Com 93 condenações, que contabilizam 990 anos de prisão, até o momento, a Lava Jato se transformou no pesadelo da classe política e de empreiteiros brasileiros que surrupiam o dinheiro público por meio de esquemas de corrupção. Gravações e delações premiadas divulgadas pela imprensa, além de expor o pavor de figuras ilustres do PMDB e PSDB à continuidade das investigações, mostram, que além do PT, os esquemas de pagamento de propina da Petrobras e de outras obras do Governo Federal favorecem caciques políticos dos maiores partidos do País.
No mais recente capítulo da Lava Jato, ocorrido essa semana, conversas gravadas pelo ex-presidente da Transpetro e suposto caixa dois do PMDB, Sérgio Machado, com três figuras da cúpula do partido – o presidente do Senado, Renan Calheiros; o ex-presidente da República, José Sarney; e o ex-ministro do Planejamento e senador Romero Jucá, apontam a articulação de bastidores para estancar a “sangria” provocada pela operação da Polícia Federal, do Ministério Público e do Judiciário. Estratégia essa que passou pelo afastamento da presidente Dilma Rousseff (PT) com o objetivo de conter o avanço das apurações.

Linhas de dados

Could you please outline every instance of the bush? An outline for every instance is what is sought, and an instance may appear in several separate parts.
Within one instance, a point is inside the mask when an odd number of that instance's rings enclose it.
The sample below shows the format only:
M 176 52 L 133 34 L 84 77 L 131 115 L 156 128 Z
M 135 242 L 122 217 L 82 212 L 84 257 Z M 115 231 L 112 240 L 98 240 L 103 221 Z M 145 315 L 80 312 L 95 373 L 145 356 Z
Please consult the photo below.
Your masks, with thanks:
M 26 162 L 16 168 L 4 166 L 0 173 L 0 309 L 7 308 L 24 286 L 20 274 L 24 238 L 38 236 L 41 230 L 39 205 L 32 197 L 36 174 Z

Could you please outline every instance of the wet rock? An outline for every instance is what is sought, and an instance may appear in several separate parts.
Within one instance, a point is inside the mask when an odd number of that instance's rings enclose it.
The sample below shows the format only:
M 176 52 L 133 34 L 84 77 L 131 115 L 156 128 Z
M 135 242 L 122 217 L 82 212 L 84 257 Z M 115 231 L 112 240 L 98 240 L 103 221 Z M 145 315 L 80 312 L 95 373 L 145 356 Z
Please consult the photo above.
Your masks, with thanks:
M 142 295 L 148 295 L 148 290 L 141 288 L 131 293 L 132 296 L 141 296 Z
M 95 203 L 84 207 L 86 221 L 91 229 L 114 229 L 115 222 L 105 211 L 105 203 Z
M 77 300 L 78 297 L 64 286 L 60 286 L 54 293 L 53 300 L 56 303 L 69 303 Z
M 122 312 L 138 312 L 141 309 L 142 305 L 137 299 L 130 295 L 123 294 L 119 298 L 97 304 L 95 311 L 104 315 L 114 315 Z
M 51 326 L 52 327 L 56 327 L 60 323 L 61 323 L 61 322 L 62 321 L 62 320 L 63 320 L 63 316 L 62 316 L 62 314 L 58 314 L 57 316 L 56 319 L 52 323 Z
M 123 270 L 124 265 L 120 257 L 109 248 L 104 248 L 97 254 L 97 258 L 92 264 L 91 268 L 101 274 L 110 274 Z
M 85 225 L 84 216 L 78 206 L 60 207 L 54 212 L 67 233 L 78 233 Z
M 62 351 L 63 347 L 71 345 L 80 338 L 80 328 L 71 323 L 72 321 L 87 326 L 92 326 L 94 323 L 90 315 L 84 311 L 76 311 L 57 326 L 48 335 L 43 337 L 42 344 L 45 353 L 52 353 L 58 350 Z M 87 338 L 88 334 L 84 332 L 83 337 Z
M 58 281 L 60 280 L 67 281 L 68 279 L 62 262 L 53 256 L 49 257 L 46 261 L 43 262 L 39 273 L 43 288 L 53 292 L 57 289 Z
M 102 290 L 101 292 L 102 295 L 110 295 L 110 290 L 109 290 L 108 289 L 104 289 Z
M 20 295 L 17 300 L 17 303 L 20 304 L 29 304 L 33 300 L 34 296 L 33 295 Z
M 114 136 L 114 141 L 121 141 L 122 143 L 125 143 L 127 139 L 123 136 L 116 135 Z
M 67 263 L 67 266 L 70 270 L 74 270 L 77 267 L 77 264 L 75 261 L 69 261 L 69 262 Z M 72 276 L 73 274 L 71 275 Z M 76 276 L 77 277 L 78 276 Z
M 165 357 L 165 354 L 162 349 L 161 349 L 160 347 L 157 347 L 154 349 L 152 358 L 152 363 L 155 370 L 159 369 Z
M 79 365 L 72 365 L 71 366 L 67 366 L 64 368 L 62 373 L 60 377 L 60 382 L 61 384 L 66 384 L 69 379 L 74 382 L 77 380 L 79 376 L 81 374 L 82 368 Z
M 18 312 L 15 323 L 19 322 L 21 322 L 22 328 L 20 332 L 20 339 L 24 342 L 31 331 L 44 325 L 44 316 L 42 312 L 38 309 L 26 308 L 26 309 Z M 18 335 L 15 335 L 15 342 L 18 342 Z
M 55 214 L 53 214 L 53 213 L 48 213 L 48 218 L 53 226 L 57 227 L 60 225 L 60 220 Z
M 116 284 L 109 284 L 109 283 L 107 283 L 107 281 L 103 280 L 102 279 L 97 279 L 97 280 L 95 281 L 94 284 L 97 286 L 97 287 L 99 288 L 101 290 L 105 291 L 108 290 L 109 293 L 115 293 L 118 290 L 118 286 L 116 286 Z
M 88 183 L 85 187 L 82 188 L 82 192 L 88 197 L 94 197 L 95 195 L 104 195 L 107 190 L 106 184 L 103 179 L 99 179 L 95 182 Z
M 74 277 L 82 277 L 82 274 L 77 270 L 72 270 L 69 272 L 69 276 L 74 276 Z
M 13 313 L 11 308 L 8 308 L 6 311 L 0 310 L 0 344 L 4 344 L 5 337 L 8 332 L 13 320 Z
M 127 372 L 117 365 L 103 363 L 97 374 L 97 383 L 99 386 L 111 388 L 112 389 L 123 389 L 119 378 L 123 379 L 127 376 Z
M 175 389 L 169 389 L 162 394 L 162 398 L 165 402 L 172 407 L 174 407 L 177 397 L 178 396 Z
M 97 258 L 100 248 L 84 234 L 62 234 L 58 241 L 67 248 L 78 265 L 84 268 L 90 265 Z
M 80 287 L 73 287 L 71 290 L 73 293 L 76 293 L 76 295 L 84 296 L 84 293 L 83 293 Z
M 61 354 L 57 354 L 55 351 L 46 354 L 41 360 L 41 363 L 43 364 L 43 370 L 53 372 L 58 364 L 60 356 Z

Enunciado >>
Liste todas as figuras da cúpula do PMDB com quem Sérgio Machado teve conversas gravadas, segundo o texto sobre a Lava Jato, e indique o cargo que o texto atribui a cada uma.

Resposta completa >>
- Renan Calheiros, presidente do Senado
- José Sarney, ex-presidente da República
- Romero Jucá, ex-ministro do Planejamento e senador